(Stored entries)
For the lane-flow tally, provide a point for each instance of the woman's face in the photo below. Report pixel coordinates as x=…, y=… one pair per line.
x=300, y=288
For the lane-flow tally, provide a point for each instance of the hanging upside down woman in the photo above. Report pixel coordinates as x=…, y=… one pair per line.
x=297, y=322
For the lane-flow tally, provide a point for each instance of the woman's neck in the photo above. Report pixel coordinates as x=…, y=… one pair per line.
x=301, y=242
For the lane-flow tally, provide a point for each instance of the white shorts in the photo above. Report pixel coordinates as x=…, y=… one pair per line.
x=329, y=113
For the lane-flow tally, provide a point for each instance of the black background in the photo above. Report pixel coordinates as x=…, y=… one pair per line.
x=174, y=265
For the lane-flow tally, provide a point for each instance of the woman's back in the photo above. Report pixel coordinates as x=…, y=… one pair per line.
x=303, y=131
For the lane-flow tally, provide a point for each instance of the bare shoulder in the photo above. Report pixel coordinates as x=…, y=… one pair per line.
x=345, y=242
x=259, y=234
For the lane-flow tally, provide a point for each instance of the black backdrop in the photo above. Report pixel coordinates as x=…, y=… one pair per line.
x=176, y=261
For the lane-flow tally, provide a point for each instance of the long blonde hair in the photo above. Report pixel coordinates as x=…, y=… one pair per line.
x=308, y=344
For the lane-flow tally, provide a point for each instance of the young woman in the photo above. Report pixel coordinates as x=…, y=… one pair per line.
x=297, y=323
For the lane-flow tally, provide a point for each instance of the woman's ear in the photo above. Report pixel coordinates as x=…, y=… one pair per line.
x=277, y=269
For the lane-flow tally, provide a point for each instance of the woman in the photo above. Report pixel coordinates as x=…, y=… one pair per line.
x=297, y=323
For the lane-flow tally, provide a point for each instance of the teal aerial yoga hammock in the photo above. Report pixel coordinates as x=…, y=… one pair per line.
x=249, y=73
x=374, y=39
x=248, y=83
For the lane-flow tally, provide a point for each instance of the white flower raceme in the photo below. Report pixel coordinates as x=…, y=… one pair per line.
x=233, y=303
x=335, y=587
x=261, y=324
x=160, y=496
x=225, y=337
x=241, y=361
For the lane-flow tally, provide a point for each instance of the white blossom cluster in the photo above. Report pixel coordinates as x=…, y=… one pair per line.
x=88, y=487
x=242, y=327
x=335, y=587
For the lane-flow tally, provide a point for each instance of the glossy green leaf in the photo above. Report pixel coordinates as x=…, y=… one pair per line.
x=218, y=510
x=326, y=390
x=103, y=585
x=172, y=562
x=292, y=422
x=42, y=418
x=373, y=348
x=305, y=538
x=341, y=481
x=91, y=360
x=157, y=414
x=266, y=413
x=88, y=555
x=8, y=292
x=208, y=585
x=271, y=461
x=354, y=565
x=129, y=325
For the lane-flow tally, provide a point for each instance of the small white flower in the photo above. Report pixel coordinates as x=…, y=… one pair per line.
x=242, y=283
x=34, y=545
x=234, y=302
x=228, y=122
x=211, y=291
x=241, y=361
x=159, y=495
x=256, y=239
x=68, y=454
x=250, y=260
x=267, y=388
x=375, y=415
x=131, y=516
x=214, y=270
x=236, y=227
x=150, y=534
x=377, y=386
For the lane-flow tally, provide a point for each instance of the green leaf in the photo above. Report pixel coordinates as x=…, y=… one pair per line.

▶ **DIRECTION**
Transcribe the items above word for word. Begin with the first line and continue through the line containing "x=303, y=131", including that line.

▶ **EXPECTED ANSWER**
For the lane-flow tally, provide a point for each instance of the woman's face in the photo below. Report pixel coordinates as x=…, y=… one pair per line.
x=300, y=288
For the lane-flow tally, provide a point for each instance of the hanging upside down woman in the photo above. Report pixel coordinates as x=…, y=… one pair per line.
x=297, y=322
For the lane-flow tally, provide a point for each instance of the woman's neck in the photo above. Report pixel coordinates as x=…, y=… one pair per line.
x=301, y=242
For the lane-flow tally, provide a point for each instance of the white shorts in the photo above. Report pixel coordinates as x=…, y=… one pair per line.
x=329, y=113
For the lane-flow tally, provide a point for each instance of the black background in the photo above. Report pixel coordinates as x=…, y=… one pair per line.
x=174, y=265
For the lane-flow tally, provide a point for each instance of the woman's back in the photo above. Report pixel coordinates as x=…, y=… one pair per line.
x=303, y=131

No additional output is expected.